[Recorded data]
[Start of Attachment]
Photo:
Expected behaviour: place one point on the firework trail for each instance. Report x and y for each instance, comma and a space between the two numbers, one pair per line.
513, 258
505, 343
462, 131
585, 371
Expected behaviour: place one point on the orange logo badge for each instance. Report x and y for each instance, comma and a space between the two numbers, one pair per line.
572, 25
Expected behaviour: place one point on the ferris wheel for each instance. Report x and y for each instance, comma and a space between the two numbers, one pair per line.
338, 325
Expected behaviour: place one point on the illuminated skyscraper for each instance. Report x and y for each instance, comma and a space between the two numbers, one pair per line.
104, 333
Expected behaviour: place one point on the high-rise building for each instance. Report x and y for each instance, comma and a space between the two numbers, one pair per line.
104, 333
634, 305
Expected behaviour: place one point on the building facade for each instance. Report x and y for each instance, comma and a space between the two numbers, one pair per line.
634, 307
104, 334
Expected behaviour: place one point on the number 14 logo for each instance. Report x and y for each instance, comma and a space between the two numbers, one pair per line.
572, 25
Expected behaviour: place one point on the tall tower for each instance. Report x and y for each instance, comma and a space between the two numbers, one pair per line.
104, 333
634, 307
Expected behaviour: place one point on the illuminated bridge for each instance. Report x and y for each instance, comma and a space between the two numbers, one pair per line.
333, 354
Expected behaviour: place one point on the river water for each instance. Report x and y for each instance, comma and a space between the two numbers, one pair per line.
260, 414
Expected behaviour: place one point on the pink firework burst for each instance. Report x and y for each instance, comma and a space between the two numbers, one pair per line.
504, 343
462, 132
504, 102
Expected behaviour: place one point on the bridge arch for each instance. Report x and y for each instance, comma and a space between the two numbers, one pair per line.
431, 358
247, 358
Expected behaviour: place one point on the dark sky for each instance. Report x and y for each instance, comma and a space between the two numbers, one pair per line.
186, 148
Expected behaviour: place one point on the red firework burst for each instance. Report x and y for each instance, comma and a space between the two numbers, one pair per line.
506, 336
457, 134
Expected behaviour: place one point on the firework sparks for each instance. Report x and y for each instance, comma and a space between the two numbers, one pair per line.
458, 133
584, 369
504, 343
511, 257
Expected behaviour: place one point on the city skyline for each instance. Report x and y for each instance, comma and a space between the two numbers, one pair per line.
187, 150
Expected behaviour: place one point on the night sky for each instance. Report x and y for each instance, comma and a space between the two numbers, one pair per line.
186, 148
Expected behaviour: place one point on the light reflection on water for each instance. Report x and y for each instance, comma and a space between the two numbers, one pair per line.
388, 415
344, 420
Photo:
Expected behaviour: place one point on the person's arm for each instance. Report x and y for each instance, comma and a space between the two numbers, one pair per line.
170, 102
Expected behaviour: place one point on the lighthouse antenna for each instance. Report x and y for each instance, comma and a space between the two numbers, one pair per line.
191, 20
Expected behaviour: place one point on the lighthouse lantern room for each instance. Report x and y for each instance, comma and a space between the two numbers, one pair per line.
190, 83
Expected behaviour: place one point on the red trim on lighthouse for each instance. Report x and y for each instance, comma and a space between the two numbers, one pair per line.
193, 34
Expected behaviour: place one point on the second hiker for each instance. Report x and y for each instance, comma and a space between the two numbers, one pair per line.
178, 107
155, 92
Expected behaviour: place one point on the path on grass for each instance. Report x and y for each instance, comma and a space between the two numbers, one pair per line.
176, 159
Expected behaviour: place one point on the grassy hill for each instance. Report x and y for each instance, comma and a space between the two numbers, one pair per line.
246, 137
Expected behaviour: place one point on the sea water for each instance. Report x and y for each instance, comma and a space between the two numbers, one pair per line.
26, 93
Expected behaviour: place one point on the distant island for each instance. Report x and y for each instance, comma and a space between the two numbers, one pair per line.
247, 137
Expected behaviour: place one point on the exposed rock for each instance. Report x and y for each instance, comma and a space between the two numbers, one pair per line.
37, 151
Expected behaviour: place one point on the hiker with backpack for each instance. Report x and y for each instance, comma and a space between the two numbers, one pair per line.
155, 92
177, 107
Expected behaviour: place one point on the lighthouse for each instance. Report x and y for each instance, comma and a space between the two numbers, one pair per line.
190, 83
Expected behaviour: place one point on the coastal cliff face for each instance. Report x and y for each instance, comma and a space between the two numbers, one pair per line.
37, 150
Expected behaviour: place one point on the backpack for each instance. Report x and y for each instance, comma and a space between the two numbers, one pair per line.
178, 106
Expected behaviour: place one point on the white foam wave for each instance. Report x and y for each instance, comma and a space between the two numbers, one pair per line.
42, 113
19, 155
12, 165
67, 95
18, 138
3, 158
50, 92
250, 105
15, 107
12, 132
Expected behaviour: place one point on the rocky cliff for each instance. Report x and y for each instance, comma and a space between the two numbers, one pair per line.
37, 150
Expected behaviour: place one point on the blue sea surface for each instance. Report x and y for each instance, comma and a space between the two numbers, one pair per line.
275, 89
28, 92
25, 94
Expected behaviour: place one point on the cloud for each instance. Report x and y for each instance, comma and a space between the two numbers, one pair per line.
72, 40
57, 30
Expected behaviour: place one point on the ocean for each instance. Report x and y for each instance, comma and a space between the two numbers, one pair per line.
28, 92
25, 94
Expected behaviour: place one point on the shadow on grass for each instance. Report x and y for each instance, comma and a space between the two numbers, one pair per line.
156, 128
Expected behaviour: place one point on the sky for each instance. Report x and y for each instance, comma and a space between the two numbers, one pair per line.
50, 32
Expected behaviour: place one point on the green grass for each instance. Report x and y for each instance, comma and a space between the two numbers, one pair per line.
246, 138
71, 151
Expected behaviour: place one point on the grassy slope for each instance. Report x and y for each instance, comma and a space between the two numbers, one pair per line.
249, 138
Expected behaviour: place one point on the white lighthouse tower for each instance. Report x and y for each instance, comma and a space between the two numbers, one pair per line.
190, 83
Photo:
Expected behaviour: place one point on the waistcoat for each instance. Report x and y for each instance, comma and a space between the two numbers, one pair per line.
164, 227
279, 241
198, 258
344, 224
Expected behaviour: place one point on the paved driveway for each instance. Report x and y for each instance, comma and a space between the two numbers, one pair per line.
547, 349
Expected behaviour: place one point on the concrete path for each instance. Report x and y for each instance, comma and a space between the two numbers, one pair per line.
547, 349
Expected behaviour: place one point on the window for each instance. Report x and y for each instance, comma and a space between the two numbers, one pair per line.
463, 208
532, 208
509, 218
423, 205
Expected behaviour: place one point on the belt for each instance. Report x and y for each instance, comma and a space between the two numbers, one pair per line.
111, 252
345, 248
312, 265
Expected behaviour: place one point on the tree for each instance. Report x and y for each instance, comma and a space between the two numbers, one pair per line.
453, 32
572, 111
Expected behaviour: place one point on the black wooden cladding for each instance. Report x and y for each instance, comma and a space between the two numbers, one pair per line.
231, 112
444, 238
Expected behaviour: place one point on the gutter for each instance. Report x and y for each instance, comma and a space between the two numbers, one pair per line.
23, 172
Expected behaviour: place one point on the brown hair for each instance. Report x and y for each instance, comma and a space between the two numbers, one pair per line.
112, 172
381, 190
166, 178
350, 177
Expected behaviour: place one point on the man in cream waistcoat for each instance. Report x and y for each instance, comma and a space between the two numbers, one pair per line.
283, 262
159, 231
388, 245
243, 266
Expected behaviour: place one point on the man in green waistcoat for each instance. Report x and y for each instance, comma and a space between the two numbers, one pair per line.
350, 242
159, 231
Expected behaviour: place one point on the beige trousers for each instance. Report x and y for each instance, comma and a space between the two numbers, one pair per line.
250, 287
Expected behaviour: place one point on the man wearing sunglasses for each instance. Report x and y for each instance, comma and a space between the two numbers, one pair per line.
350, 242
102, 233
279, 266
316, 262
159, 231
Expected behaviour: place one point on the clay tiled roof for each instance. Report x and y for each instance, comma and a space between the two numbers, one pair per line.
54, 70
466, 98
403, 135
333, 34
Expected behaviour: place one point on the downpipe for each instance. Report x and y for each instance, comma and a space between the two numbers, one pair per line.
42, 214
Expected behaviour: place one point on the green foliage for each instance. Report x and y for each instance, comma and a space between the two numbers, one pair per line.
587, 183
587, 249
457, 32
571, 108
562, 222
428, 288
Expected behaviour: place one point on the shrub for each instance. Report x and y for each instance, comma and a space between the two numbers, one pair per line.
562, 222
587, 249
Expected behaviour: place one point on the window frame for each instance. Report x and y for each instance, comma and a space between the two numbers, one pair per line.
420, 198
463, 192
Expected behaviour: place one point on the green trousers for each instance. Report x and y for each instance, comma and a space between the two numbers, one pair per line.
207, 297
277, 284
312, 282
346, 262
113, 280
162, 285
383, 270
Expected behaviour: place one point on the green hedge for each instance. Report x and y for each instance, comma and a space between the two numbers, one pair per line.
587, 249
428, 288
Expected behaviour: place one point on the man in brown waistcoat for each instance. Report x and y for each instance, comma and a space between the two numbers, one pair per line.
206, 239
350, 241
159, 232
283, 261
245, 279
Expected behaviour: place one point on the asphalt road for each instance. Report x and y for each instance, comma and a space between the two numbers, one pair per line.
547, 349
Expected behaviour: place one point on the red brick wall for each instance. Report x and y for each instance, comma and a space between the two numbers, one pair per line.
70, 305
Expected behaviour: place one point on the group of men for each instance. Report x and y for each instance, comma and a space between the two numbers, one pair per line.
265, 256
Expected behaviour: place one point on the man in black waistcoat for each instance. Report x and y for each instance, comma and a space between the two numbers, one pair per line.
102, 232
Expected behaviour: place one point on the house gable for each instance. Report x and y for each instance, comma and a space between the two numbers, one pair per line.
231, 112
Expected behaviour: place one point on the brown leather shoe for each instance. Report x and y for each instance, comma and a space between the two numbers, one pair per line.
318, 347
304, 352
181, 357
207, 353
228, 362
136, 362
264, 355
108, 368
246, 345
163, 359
[End of Attachment]
§ Directions for this task
Exactly the lines from the one with "Expected behaviour: place one point on the group" through the final line of the entries are to be returned, both ends included.

§ Answer
Expected behaviour: place one point on the group of men for each instance. Report x and y for each instance, comma and a space between the two numbers, one pair per line.
265, 256
Expected behaviour: place one point on the man in black waistcoat for each instance. Report x and y for each instance, comma and a space between the two numbers, one pair per line.
102, 232
Expected behaviour: place one point on the house gable for each instance. Report x and y for each instance, comma and a space between the two numbers, one pair per line.
231, 112
Expected behaviour: place one point on the brown leather shoe for each instance. Report x and y for each instance, comma and a space between the two numbers, one pair per line.
318, 347
304, 352
181, 357
207, 353
228, 362
136, 362
264, 355
108, 368
246, 345
163, 359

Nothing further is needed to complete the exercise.